-------- TEXT PROVIDED --------

Saturday, July 26, 2008

Buckwheat with ground meat

Buckwheat with ground meat


0.5 lb buckwheat
0.5 lb ground meat
3 tbsp vegetable oil
3 onions
Salt, ground black pepper (optional), dried celery (optional) on taste


Boil buckwheat in water (or milk), 1 part buckwheat for 3 parts water, until readiness.
Peel the onions, slice into thin short strips.
Stir-fry onions in a deep skillet with the vegetable oil, until color changes to gold, then add ground meat to the skillet, stir-fry until ground meat is ready.
The result should be soft fried meat crumbs.
Then, add ground pepper, salt, and celery to skillet, and mix well.
Add the buckwheat, stir well, and cook 10 minutes more with low heating, stirring thoroughly.
Serve hot.

Saturday, July 19, 2008



4-6 potatoes

1 cup dried porcini mushrooms

1-2 onions

2 eggs

0.5 cup vegetable oil

1 tbsp butter or margarine

Salt, dill, and pepper on taste

1 cup cabbage cut into angel hairs (optional)


Soak mushrooms with 1 cup cold water for about 2 hours.

Put butter or margarine into a thick-bottom skillet, and melt. Put the
cabbage in the skillet, cover with a lid, and simmer for about 1 hour with low
heating, stirring occasionally. Let cool.

Boil mushrooms in the same water where they soaked for 10 minutes, then drain
with a colander keep the broth for mushroom sauce or for soup!). Cut the
mushrooms into thin strips.

Peel onions, and cut then into small cubes.

Stir-fry mushrooms and onions with 2 tbsp vegetable oil until the onions
become mild.

Let cool, then mix with cabbage, 1 egg, salt, and pepper, and stir well. Set

Peel and grate potatoes and 1/2 onion on a medium grater. Drain a little,
then mix with the egg, salt, and pepper (optional).

Pre-heat a large skillet with 0.5 cup vegetable oil, then put 1 tbsp potato
mix in the skillet (like for potato pancakes), 1 tbsp pf mushrooms-cabbage mix
over it, and 1 tbsp potato mix over the cabbage-mushroom mix.

Pre-heat an oven to 380 F (200 C). Fry these "colduny" on both
sides until they turns golden colored; then put them in an oven-safe dish, and
bake in the oven for 5-7 minutes.

-------- DATASET CONTENT --------

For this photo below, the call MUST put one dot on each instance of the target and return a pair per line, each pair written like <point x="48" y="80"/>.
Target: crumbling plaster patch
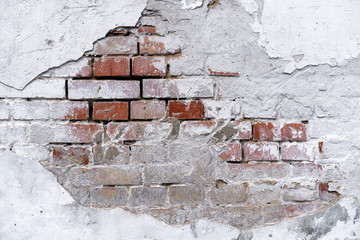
<point x="41" y="34"/>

--------

> EXERCISE SET:
[a] On the recipe page, what oven temperature is given for preheating before the colduny are baked?
[b] On the recipe page, after the mushrooms are boiled and drained, why should the liquid be kept?
[c] From the recipe page, retype the passage that begins at the words "Peel the onions, slice" and stops after "fried meat crumbs.".

> EXERCISE RESULTS:
[a] 380 F (200 C).

[b] The liquid is the broth from boiling the mushrooms in their soaking water. The recipe page says to keep it for mushroom sauce or for soup.

[c]
Peel the onions, slice into thin short strips.
Stir-fry onions in a deep skillet with the vegetable oil, until color changes to gold, then add ground meat to the skillet, stir-fry until ground meat is ready.
The result should be soft fried meat crumbs.